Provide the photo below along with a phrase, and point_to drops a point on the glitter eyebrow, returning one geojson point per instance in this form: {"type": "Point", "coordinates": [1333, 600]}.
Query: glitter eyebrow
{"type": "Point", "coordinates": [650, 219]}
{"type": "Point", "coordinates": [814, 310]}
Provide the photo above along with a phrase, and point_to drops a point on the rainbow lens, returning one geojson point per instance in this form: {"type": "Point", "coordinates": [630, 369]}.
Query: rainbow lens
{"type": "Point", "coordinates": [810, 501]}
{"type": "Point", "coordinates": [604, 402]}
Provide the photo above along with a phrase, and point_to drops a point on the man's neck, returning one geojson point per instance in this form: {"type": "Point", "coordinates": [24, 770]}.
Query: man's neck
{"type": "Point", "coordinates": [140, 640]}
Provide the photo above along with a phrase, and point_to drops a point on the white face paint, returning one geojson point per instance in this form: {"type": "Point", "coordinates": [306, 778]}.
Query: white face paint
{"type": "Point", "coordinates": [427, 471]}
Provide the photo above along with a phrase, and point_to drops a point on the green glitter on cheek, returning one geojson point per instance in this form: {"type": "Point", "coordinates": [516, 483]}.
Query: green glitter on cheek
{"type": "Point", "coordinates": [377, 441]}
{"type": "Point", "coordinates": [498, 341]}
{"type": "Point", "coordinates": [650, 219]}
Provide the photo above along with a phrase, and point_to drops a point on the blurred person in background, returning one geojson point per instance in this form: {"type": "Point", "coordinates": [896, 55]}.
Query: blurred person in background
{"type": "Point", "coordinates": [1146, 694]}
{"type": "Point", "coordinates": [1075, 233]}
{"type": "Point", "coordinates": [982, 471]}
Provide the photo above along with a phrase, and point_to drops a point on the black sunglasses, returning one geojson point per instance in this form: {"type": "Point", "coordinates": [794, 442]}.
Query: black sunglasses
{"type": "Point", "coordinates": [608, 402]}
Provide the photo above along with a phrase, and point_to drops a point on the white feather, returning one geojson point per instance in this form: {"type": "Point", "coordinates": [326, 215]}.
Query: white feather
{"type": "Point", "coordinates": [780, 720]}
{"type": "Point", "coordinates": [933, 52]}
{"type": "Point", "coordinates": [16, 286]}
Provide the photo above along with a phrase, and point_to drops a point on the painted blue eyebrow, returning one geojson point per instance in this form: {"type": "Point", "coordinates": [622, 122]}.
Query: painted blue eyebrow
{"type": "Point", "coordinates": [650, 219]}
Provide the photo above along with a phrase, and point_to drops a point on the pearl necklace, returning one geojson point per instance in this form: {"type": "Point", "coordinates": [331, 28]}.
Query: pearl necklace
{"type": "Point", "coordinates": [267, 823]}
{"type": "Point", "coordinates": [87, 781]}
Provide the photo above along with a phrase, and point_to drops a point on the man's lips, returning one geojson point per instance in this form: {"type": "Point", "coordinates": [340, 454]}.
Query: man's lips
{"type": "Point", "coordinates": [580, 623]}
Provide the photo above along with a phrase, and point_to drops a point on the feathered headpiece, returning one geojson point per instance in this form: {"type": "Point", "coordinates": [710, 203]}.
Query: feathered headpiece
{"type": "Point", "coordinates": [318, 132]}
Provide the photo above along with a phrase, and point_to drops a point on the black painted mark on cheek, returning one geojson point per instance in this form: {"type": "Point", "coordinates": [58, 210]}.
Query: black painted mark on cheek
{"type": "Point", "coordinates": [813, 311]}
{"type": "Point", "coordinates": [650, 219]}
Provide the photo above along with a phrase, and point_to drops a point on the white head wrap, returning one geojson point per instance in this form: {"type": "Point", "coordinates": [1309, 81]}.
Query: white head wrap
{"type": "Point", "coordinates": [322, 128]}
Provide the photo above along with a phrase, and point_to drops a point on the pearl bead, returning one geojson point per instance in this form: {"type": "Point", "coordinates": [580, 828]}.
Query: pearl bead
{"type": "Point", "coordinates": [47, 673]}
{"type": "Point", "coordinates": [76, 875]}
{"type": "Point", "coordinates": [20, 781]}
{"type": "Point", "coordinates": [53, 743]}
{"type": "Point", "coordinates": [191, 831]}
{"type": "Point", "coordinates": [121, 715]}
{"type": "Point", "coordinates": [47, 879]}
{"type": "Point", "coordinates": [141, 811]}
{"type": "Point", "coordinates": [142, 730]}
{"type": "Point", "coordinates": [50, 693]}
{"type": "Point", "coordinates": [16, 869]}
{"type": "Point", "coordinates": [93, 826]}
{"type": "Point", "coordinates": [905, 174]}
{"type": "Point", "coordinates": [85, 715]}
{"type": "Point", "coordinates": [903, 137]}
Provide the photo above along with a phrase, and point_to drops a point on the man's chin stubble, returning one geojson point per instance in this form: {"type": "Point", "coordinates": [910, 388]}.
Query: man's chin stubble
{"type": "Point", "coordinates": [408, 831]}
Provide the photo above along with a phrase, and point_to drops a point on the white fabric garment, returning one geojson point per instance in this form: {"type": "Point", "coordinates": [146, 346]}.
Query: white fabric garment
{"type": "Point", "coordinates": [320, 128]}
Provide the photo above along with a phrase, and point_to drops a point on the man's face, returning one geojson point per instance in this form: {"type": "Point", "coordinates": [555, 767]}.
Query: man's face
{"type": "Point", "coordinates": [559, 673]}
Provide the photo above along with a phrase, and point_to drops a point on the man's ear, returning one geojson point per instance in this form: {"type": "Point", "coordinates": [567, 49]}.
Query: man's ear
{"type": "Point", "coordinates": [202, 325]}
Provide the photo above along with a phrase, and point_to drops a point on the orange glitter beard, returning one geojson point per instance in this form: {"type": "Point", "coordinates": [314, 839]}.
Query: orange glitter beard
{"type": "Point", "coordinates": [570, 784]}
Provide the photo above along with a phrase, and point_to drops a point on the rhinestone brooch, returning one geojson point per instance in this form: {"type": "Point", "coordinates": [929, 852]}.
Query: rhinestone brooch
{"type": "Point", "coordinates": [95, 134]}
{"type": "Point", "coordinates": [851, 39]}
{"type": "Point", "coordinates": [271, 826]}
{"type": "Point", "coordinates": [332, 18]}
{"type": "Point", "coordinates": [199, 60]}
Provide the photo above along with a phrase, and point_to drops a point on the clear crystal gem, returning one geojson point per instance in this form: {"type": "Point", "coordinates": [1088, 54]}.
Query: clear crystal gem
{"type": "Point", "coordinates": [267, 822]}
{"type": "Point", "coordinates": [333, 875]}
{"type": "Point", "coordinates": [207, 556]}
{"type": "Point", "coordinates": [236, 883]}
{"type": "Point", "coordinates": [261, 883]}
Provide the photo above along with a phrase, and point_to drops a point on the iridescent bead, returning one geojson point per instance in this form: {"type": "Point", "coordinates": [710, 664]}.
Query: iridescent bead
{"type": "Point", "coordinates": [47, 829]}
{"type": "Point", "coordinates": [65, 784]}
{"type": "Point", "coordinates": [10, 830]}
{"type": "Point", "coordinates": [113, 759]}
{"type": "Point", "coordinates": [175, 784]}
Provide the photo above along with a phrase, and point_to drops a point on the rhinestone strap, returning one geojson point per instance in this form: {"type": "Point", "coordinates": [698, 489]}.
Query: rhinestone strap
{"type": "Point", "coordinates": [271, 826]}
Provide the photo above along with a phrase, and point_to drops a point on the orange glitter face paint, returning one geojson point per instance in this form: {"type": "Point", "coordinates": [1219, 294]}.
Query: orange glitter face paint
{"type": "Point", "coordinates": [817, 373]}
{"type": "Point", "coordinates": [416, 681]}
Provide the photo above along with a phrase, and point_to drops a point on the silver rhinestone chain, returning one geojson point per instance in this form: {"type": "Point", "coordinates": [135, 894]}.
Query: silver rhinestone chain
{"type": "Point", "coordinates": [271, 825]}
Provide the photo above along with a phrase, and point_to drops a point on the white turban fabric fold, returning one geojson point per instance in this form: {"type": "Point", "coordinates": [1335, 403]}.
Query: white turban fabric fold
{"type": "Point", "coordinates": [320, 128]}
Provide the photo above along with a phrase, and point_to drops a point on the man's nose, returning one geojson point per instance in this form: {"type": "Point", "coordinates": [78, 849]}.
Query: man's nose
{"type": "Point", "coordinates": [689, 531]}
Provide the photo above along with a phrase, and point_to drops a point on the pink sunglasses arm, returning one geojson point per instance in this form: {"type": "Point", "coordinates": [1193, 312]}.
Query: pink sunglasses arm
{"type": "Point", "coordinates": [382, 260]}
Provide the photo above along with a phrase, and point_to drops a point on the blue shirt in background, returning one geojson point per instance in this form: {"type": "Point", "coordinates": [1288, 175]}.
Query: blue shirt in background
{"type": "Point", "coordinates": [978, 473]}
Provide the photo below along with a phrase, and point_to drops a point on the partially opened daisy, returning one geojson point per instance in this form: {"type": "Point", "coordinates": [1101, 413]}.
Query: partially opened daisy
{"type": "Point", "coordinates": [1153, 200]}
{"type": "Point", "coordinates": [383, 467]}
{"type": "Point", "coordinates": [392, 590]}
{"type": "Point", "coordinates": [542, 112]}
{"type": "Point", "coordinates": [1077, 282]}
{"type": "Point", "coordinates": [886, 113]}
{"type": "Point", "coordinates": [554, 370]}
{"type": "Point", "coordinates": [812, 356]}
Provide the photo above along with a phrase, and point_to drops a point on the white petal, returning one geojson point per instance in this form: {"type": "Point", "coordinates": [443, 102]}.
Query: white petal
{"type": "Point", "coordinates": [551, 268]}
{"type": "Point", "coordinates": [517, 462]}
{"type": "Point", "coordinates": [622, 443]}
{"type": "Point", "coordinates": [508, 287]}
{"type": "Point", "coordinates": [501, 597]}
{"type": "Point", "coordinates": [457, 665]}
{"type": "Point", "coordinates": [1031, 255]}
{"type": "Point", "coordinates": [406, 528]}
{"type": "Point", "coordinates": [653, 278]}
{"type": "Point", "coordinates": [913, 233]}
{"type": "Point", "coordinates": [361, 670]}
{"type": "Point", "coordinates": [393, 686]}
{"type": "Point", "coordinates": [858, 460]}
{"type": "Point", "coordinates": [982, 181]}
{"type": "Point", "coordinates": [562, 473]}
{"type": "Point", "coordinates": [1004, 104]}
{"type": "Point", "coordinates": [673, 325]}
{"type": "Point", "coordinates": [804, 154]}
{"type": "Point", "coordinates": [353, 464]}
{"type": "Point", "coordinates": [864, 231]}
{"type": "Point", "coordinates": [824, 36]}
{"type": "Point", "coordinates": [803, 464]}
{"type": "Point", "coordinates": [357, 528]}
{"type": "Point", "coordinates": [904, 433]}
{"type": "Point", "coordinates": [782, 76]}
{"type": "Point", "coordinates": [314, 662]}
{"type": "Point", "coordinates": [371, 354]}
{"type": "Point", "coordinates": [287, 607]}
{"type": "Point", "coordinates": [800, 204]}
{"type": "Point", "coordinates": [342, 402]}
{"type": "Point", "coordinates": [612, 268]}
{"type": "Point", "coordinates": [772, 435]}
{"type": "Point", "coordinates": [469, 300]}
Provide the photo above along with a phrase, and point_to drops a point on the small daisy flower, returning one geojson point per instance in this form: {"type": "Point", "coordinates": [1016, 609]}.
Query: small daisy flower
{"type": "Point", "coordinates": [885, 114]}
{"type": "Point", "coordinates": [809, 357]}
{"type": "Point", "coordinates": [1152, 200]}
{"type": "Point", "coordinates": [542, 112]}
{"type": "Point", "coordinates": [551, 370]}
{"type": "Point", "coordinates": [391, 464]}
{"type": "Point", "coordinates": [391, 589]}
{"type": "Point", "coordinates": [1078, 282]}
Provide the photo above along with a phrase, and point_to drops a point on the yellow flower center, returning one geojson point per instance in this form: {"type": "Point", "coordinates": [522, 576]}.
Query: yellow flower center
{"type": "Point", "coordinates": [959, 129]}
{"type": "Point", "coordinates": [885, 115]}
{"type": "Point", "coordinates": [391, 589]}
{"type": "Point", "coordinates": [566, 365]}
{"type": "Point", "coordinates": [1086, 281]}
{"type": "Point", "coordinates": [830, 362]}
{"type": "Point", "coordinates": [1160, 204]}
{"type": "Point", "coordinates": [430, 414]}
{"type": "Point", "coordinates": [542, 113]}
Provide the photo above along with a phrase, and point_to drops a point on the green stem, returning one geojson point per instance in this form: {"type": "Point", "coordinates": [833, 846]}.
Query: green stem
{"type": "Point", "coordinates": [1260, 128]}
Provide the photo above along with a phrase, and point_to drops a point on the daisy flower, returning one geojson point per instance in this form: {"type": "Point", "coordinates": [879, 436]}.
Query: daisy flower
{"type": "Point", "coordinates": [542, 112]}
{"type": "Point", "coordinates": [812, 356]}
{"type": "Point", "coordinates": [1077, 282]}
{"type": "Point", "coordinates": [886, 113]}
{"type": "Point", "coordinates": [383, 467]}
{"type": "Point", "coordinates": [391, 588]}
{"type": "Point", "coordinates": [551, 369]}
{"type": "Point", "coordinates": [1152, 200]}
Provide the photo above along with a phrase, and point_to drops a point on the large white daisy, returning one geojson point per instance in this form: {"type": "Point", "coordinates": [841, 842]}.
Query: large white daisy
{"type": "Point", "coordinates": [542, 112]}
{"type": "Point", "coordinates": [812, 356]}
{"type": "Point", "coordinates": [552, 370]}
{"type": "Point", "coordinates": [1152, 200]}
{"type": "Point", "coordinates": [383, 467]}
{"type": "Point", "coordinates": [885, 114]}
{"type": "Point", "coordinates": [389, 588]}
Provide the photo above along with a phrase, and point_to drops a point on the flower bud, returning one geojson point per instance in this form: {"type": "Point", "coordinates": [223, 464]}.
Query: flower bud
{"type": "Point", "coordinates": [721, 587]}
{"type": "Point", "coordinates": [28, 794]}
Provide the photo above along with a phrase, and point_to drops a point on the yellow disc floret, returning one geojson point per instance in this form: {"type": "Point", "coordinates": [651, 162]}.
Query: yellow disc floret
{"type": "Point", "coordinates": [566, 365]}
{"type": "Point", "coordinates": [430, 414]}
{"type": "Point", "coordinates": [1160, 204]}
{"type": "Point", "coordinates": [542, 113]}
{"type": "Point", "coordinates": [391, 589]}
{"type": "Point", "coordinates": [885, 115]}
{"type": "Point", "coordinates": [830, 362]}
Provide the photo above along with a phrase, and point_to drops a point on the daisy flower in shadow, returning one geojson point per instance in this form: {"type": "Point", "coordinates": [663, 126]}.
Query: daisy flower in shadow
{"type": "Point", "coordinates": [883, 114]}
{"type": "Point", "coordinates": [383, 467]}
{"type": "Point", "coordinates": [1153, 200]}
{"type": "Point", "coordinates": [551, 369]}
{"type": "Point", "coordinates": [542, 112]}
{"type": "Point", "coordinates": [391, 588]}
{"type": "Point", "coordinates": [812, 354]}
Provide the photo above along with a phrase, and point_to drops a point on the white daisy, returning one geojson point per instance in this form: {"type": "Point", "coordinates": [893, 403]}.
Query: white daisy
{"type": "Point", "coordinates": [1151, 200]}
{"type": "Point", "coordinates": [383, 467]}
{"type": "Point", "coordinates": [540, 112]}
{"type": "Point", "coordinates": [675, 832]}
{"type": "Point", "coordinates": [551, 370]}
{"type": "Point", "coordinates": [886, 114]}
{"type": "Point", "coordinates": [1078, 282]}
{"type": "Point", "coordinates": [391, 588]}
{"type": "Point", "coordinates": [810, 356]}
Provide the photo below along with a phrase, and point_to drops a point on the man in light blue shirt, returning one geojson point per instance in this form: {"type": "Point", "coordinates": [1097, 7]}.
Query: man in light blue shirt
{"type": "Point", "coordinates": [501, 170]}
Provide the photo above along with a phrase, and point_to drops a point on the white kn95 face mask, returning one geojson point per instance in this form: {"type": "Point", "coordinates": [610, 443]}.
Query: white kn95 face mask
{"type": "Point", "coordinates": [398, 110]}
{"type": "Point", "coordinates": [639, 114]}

....

▶ **DETALHES DO PROBLEMA**
Reescreva os registros acima, da linha com "in shadow, returning" até o fim, incluindo os pedidos. Escale por 2,3 cada coordenada das respostas, arredondando para inteiros com metades para cima, e mantenha intactas as coordenadas de exemplo dos pedidos.

▶ **RESPOSTA ESCRITA**
Provide the photo above along with a phrase, and point_to drops a point on the daisy flower in shadow, returning one geojson point per instance in this form: {"type": "Point", "coordinates": [663, 126]}.
Query: daisy flower in shadow
{"type": "Point", "coordinates": [2031, 262]}
{"type": "Point", "coordinates": [881, 1074]}
{"type": "Point", "coordinates": [2652, 460]}
{"type": "Point", "coordinates": [1267, 849]}
{"type": "Point", "coordinates": [1247, 258]}
{"type": "Point", "coordinates": [899, 1352]}
{"type": "Point", "coordinates": [1868, 814]}
Provide the photo above along with a phrase, and point_to drops a point on the white daisy, returning one geojson point per instance in this form: {"type": "Point", "coordinates": [893, 403]}.
Query: white daisy
{"type": "Point", "coordinates": [2647, 460]}
{"type": "Point", "coordinates": [881, 1074]}
{"type": "Point", "coordinates": [1242, 258]}
{"type": "Point", "coordinates": [1553, 1914]}
{"type": "Point", "coordinates": [1267, 851]}
{"type": "Point", "coordinates": [2038, 262]}
{"type": "Point", "coordinates": [2479, 649]}
{"type": "Point", "coordinates": [899, 1352]}
{"type": "Point", "coordinates": [1863, 819]}
Provide the photo below along with a phrase, and point_to drops a point on the man in light blue shirt, returning one geojson point per instance in this form: {"type": "Point", "coordinates": [1097, 7]}.
Query: man in light blue shirt
{"type": "Point", "coordinates": [1152, 391]}
Provide the photo above along with a phrase, and point_to drops a point on the white kn95 face mask, returning one geojson point per instance in this form: {"type": "Point", "coordinates": [610, 443]}.
Query: white kn95 face mask
{"type": "Point", "coordinates": [915, 253]}
{"type": "Point", "coordinates": [1470, 262]}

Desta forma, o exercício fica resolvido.